- **WHAT IS NEEDED**:
In the records below, find the line with "Challenge: find every instance of pile" and the line with "Challenge: find every instance of distant". Print both exactly, along with every line between them, and no other line.

[INFORMATION GIVEN]

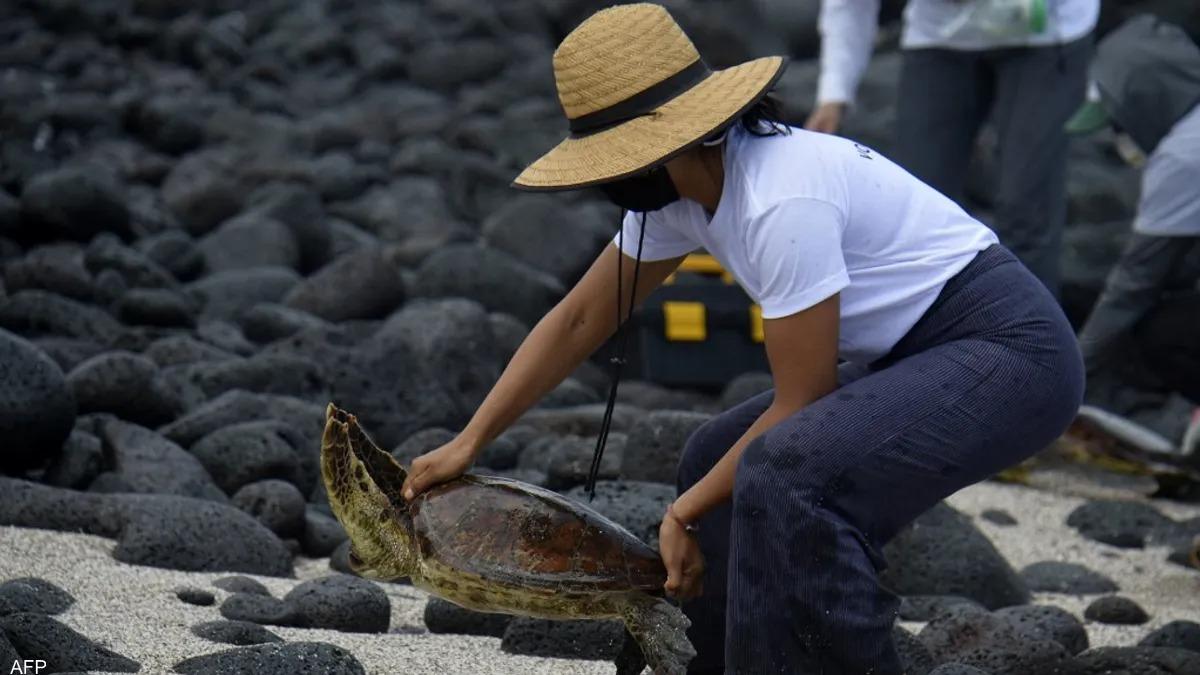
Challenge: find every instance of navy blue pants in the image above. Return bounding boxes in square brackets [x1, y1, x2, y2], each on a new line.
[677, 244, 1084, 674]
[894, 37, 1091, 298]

[/INFORMATION GIVEN]
[INFORMATION GIVEN]

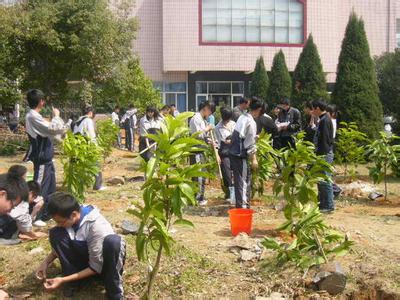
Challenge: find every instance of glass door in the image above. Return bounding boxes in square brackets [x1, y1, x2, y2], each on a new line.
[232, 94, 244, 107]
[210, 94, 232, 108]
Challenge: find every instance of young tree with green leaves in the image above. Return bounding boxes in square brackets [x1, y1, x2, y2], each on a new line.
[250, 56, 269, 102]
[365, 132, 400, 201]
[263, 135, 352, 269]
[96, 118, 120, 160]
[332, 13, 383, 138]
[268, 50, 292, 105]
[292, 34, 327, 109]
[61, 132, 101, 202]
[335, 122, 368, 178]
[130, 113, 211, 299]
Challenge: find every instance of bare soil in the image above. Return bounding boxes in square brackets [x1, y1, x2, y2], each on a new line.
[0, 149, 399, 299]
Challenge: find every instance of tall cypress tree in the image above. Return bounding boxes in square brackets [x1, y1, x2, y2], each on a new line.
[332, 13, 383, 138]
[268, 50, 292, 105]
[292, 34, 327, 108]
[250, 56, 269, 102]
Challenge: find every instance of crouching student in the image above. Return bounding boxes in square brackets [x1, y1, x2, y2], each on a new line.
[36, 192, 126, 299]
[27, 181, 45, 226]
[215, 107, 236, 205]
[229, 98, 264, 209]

[/INFORMATION GIVEN]
[INFORMATION GIVEN]

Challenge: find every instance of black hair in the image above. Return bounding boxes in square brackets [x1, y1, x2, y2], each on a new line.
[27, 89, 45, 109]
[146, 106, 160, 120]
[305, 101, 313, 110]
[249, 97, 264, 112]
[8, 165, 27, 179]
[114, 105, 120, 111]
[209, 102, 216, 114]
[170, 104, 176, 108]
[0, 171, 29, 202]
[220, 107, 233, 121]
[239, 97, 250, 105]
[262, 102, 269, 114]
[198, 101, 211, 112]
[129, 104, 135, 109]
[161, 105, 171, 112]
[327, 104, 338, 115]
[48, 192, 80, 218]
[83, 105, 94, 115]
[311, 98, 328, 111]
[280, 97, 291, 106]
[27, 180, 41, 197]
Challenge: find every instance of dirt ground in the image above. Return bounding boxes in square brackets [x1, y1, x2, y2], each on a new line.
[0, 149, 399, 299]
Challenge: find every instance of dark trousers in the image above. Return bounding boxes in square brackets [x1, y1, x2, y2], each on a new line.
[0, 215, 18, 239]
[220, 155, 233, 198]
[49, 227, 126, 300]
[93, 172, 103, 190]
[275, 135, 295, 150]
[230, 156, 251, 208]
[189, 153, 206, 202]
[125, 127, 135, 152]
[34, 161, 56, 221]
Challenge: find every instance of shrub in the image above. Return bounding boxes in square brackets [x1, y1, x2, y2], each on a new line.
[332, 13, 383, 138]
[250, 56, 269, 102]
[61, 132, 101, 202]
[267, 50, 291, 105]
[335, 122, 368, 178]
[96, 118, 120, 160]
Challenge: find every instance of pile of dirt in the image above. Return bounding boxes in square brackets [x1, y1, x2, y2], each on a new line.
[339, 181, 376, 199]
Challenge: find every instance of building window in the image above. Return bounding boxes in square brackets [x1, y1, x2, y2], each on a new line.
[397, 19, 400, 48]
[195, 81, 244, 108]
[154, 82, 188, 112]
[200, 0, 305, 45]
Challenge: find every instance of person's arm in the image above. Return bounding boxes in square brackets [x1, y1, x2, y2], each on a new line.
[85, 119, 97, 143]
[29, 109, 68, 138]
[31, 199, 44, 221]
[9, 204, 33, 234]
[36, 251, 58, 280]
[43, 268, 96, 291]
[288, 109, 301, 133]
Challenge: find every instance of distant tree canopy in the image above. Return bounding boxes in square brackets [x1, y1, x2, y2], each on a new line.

[/INFORMATION GIVEN]

- **ANSWER**:
Challenge: find every instance of pile of dirt in the image above. Return bounding boxes in square brackets [x1, y1, x2, y2], each on a new line.
[339, 181, 376, 199]
Challenge: find every instance of building window in the image above. Return bounding boxes in square brackets [x1, y1, x2, y2], each on a new line.
[397, 19, 400, 48]
[195, 81, 244, 108]
[154, 82, 188, 112]
[200, 0, 305, 45]
Challenge: find every instance of person's arm in the image above. Return bounding boxes in square brackets [x1, y1, x2, y2], each on a new line.
[85, 119, 97, 143]
[29, 109, 68, 138]
[31, 199, 44, 221]
[9, 204, 33, 234]
[36, 251, 58, 280]
[43, 268, 96, 291]
[288, 109, 301, 133]
Challenge: find every instance of distant tree canopy in the image above. Return bounding boxes in square brackets [x1, y1, x2, y2], each on a new line.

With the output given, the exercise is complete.